**** RIGHE DEL COMPITO

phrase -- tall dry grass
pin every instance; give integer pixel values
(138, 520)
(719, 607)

********
**** RIGHE DEL COMPITO

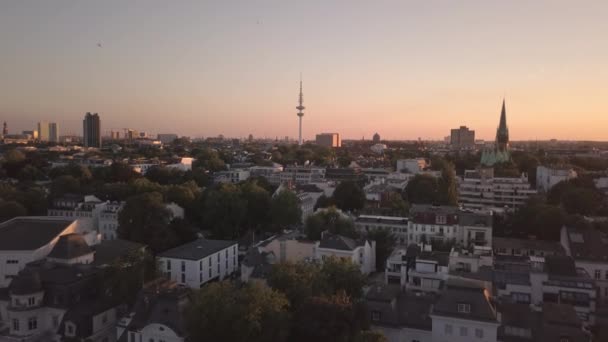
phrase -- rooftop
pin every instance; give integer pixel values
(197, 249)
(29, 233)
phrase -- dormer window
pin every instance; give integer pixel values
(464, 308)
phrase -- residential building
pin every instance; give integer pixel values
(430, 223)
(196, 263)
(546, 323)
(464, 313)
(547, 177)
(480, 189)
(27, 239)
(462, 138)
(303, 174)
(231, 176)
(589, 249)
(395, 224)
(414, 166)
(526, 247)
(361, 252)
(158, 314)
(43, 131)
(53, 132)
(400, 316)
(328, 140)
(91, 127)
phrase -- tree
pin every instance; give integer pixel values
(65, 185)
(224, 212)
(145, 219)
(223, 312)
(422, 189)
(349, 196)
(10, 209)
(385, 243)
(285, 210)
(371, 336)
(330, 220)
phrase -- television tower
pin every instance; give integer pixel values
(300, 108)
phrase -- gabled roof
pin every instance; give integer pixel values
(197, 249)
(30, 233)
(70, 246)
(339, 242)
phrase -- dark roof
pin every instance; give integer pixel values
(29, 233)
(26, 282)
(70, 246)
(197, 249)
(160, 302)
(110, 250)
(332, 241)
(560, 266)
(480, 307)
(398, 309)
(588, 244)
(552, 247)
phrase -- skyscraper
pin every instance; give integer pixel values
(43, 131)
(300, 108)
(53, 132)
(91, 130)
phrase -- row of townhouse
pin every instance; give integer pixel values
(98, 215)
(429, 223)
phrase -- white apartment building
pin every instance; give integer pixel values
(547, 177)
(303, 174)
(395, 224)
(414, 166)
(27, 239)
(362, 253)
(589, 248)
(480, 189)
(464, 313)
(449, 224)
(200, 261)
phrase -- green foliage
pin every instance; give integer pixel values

********
**** RIGHE DEL COMPITO

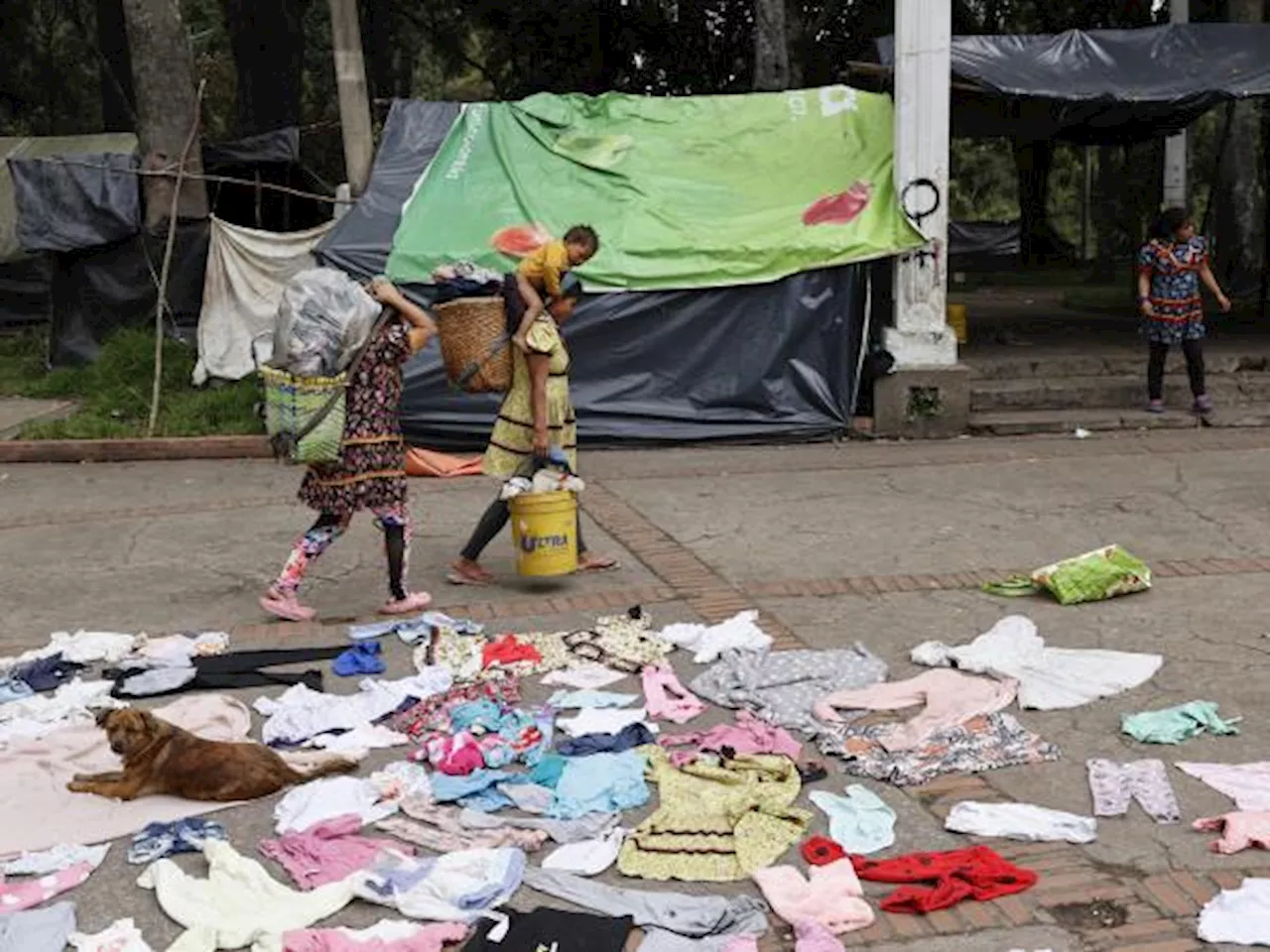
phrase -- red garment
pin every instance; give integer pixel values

********

● TESTO DEL PROBLEMA
Individua le righe qui sopra in cui compare la parola "building" e trascrivile tutte.

● RISULTATO
phrase -- residential building
phrase -- white apartment building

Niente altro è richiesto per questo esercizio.